> Selected passage:
______________________________

By FROMA HARROP
A terrible thought, but suppose the planet were to heat up by 2 degrees Celsius — the level past which environmental damage would be catastrophic. It would also be wildly expensive. That much warming could cost the global economy $69 trillion by 2100, according to a study by Moody’s Analytics.
The consulting firm breaks down the pain country by country. Saudi Arabia would be the hardest hit. Among the larger economies, India would suffer greatly, as well as Brazil, Russia, China and South Africa.
But a handful would actually see their economies grow as result. Canada is most likely to gain, though modestly, from rising temperatures. The UK, Germany and France could also benefit.
And the United States? The impact is a bit complicated. Its economy would shrink a little if the temperature rises were toward the lower end of the projections. It would grow a little if the increases were greater. But that’s oversimplifying. Benefits and pain would be unequally distributed according to region.
There’s no little irony in that the parts of the U.S. most devastated by climate change — places seeing the worst flooding, heat waves and natural disasters — also tend to elect politicians dedicated to doing nothing about it. Others may explain the thinking or lack thereof.
Money considerations aside, radical changes in the climate are attacks on our beloved cultures. Many of us prefer the natural order of things where, depending on our location, winters are supposed to be cold and summers, though hot, should be bearable.
So how is the warming affecting local economies? Most obviously, it is causing a rise in sea levels that is erasing valuable coastal real estate.
Florida’s real estate market could lose the most from the higher sea levels, according to a study by the Union of Concerned Scientists. The group named Miami Beach America’s most at-risk city. But much of heavily populated South Florida would see prime developed land disappear underwater, along with much of its tax base.
Higher temperatures expand the geographic range of disease-carrying insects, and they spread pathogens into new areas. The result will be more human sickness, lost workdays and increased spending on health services. Sweden will see more tourism, Singapore less.

______________________________

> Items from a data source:
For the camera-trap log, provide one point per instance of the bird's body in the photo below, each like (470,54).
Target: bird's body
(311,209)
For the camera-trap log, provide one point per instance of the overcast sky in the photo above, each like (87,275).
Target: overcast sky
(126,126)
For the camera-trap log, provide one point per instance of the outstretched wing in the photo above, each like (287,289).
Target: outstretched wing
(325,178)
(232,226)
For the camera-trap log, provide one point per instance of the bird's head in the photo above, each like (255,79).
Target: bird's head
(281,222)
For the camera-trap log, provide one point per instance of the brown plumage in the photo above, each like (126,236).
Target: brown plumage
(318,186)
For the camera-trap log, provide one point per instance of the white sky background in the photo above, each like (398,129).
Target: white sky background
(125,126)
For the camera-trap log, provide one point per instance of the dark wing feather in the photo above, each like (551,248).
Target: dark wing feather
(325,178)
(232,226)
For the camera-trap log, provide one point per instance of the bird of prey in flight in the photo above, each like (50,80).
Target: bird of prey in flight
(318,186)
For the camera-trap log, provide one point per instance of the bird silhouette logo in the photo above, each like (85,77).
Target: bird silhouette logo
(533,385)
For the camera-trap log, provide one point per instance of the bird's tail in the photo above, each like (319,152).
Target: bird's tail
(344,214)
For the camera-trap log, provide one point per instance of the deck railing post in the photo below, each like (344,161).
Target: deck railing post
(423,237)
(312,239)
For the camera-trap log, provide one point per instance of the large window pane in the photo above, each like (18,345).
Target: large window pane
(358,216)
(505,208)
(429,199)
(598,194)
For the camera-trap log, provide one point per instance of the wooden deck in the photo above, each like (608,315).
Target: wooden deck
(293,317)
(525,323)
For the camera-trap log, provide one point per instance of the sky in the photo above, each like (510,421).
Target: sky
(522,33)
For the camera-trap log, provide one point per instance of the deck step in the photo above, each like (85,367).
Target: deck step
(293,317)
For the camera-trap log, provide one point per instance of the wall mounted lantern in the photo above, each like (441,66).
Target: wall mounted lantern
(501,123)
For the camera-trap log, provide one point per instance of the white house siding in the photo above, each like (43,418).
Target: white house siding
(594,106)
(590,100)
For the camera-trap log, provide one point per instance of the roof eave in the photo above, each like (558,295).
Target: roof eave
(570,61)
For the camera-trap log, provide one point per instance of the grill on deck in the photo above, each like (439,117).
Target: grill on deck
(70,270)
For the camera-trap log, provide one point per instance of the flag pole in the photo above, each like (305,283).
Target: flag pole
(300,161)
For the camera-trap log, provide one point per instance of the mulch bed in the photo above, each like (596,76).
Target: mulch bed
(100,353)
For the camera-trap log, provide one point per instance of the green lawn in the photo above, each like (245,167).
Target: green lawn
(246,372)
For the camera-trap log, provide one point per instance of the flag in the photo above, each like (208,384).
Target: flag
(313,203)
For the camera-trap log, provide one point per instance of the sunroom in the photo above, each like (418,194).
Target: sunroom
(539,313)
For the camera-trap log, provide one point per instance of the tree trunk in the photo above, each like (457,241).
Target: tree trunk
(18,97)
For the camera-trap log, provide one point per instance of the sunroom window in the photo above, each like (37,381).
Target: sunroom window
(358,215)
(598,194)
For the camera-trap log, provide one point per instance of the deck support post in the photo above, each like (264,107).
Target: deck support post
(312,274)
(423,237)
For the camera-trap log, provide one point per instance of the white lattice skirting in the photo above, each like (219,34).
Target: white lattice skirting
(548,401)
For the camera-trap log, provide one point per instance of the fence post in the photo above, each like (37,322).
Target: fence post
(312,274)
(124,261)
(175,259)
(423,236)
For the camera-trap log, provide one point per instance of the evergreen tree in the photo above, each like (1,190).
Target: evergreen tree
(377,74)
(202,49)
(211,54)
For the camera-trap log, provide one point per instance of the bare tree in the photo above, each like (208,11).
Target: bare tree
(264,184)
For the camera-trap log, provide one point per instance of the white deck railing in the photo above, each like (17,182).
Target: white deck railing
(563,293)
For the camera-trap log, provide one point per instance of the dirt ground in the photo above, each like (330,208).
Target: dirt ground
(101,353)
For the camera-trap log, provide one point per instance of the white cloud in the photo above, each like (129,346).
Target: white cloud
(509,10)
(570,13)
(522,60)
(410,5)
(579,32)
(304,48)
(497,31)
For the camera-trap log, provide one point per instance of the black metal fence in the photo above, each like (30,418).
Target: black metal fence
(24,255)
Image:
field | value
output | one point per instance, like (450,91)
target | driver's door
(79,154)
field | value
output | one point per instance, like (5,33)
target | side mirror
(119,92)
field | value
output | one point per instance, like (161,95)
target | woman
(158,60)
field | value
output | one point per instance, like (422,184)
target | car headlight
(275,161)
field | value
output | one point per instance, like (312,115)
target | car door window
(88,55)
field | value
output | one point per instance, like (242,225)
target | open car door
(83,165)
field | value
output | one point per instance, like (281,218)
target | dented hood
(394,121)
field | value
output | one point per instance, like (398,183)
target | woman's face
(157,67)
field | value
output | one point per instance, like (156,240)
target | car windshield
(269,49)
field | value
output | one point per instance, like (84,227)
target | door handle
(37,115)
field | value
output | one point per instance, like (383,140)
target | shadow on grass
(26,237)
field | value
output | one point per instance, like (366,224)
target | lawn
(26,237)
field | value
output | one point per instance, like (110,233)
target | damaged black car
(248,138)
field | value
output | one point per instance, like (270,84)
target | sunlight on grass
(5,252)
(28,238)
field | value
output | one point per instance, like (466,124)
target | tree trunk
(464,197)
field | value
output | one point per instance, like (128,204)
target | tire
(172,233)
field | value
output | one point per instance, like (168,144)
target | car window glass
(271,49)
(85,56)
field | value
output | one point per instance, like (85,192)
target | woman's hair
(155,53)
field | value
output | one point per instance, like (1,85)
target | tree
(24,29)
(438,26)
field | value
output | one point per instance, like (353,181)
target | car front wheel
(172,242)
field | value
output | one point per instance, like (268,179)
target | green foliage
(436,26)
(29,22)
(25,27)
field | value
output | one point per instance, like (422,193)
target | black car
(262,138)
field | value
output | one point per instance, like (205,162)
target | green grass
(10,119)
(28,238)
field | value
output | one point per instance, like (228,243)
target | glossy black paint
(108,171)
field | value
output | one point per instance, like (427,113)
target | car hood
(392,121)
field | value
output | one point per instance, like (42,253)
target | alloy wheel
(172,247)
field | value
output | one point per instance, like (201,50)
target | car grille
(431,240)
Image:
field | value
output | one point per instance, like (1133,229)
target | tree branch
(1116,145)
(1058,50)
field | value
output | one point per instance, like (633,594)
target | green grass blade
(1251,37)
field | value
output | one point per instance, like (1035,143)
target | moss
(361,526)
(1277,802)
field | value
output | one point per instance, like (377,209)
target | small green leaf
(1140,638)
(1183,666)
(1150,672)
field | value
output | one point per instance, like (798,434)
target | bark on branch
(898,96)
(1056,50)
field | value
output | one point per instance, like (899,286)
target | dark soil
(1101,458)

______________________________

> What is required:
Continue the column on the economic costs of global warming, starting right after its last sentence.

> Your response:
Interestingly, some are predicting that New England’s farm economy will prosper as higher temperatures and longer growing seasons allow for crops that used to find the climate inhospitable. Expanded opportunities for tourism would also benefit the region, along with Canada to the north.
On the downside, a lot of valuable real estate along the New England coast is low-lying and will be lost to rising waters. Over the last 12 years or so, Massachusetts, Maine, Rhode Island and New Hampshire have already suffered more than $400 million loss in home values as the waters have taken over.
When temperatures rise, demand for heating oil falls dramatically, especially in cold countries. That accounts for Moody’s projection that Saudi Arabia could see its gross domestic product fall more than 10 percent by 2048. Russia would also experience reduced oil sales, although that would be partially offset by more tourism and a longer growing season. (Warmer temperatures increase electric demand for air conditioning, but more energy is used globally for heating.)
Moody’s Analytics did not try to measure the potential impact of mass migrations out of environmentally insupportable regions. Nor did it attempt to consider the increased costs of natural disasters. Very costly events, such as Hurricane Florence’s devastation of the North Carolina coast, aren’t part of the calculations.
The costs of not curbing climate change are enormous. Thinking you’ll be dead by then anyway may no longer be a good assumption.